**EXERCISE DESCRIPTION**
Please write out exactly the lines that begin at the line containing "of the tuba?" and run to the end of the records.

____ DATASET RECORDS

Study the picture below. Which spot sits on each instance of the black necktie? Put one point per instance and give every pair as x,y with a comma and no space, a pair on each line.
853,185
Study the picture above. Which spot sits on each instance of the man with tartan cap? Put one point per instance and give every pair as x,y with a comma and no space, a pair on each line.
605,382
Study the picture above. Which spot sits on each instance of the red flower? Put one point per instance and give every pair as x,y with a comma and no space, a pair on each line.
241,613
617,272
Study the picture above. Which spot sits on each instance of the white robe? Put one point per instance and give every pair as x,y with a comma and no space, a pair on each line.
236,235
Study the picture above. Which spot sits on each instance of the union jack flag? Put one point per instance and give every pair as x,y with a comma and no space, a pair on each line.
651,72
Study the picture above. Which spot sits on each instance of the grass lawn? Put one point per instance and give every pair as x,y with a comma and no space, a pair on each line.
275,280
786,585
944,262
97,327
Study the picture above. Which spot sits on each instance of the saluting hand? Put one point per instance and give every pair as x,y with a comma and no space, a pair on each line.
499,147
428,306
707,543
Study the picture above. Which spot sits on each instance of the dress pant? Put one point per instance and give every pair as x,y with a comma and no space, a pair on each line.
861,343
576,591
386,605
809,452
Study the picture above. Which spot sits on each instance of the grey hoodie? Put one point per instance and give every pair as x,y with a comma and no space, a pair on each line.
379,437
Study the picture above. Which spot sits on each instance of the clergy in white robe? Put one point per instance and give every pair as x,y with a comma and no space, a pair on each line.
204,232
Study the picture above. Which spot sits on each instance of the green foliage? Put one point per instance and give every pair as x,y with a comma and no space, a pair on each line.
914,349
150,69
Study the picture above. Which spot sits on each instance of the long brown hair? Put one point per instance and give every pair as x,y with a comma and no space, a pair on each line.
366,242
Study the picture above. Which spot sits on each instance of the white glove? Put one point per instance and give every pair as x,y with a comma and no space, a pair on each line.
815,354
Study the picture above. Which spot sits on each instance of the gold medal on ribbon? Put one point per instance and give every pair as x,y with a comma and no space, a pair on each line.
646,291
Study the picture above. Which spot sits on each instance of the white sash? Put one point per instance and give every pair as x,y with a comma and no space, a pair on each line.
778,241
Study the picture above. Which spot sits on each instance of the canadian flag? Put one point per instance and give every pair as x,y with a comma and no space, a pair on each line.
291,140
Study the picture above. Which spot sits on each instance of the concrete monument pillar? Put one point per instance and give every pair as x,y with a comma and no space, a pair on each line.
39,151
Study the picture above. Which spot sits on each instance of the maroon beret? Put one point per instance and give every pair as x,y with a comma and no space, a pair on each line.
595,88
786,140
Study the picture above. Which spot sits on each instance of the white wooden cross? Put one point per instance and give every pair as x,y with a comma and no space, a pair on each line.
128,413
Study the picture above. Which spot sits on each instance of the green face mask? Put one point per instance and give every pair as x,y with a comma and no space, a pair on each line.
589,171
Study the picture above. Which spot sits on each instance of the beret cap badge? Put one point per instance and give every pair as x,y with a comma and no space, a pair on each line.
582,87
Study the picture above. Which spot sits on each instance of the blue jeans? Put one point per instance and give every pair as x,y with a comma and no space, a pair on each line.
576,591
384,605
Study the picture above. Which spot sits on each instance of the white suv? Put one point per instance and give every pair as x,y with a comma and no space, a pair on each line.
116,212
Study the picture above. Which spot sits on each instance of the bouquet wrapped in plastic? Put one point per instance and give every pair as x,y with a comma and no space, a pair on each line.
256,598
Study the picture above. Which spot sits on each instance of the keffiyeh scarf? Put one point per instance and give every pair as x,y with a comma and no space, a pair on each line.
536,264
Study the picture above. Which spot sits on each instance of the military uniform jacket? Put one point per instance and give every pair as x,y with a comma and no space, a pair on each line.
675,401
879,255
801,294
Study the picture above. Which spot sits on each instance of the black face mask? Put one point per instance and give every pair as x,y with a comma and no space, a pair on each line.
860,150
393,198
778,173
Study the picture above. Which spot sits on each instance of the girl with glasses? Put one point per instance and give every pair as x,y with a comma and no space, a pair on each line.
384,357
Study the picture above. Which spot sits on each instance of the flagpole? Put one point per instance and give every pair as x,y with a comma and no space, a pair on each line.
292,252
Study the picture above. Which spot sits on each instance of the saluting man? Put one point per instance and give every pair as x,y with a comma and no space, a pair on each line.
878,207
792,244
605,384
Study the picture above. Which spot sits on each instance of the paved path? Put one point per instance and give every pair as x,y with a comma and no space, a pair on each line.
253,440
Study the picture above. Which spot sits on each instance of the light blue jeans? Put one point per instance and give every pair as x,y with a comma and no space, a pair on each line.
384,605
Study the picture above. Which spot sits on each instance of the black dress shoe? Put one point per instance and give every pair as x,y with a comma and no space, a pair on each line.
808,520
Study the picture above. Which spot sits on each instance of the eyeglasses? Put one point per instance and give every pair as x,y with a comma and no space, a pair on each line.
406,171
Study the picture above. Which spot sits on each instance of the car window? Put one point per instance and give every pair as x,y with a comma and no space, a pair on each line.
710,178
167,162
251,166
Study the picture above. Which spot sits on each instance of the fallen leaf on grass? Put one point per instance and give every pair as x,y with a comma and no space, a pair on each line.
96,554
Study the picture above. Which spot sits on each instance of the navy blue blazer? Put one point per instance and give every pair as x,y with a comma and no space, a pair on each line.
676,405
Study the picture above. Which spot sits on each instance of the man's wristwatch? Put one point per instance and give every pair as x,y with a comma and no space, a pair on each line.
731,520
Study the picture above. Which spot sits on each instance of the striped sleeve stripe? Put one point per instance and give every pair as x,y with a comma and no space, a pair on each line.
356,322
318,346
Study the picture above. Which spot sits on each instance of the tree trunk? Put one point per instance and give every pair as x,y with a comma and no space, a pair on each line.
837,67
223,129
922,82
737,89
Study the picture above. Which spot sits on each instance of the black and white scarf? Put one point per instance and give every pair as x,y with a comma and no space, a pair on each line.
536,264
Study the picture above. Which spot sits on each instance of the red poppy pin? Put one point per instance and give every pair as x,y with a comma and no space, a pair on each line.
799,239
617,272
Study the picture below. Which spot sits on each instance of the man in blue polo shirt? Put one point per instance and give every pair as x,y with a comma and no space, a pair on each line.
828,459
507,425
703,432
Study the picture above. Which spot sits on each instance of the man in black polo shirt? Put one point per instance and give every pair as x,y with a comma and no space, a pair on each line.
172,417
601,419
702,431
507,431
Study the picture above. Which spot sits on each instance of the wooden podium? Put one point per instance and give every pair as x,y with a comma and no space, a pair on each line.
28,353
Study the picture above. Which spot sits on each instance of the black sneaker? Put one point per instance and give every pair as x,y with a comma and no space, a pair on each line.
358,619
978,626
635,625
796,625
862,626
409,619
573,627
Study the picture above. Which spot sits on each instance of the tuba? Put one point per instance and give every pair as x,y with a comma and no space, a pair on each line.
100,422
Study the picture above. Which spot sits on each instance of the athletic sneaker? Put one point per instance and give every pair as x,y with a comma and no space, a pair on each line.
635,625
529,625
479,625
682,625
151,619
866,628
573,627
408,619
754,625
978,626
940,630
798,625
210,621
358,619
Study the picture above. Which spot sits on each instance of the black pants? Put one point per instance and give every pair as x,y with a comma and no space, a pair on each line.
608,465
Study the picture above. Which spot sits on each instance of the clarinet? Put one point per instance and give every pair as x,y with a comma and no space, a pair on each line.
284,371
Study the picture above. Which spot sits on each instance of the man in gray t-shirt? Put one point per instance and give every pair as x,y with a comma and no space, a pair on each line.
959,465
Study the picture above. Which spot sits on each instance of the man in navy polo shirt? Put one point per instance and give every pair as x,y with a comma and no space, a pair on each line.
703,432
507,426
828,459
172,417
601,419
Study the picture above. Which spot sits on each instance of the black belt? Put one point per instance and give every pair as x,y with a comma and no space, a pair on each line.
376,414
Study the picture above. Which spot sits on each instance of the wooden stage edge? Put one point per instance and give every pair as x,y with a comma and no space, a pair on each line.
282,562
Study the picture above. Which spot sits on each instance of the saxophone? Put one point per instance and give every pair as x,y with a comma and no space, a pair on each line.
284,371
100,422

________

**COMPLETE RESPONSE**
Study the picture above. Which spot sits on each instance of the tuba? Put one point per instance and give every pair as x,y with a comma and no space, a pair on each line.
100,422
Study the picture above. Which spot sits on each instance of the athletic sneaker? Put one point per instance and give every pair as x,y with a comma and no space, a pair on each line.
635,625
529,625
479,625
682,625
151,619
866,628
573,627
408,619
754,625
978,626
940,630
798,625
210,621
358,619
Study the picture above. Which spot sits on each instance of the black pants? Put one point per instance and give every pair as x,y with a comma and no space, a pair on each line.
608,465
Study the picture above. Which spot sits on each instance of the clarinet? Put one point per instance and give every pair as x,y with a comma and no space, a pair on each line.
284,371
Study the picture above. Which spot sits on each instance of the man in gray t-shirt? Put one point per instance and give every pair as x,y with a comma and no space, a pair on each line.
959,465
Study the picture above. Which spot sits on each instance of the man in navy polo shirt? Put one point per instance and give every pair as x,y with a comma and no space, a pair on each line.
703,432
507,426
828,459
172,417
601,419
Study the picture above. Which spot sits on each instance of the black belt? Put one point per instance and give every pair as x,y with a comma and no space, a pair on each line.
376,414
Study the picture above. Which spot sits on each instance of the wooden stage edge? Put one point per instance and give every pair as x,y with a comma and no space, a pair on each line.
282,562
Study the picture above. Which spot sits on each instance of the saxophone? Put one point per instance and give every pair as x,y with a comma and no space, a pair on each line.
284,371
100,422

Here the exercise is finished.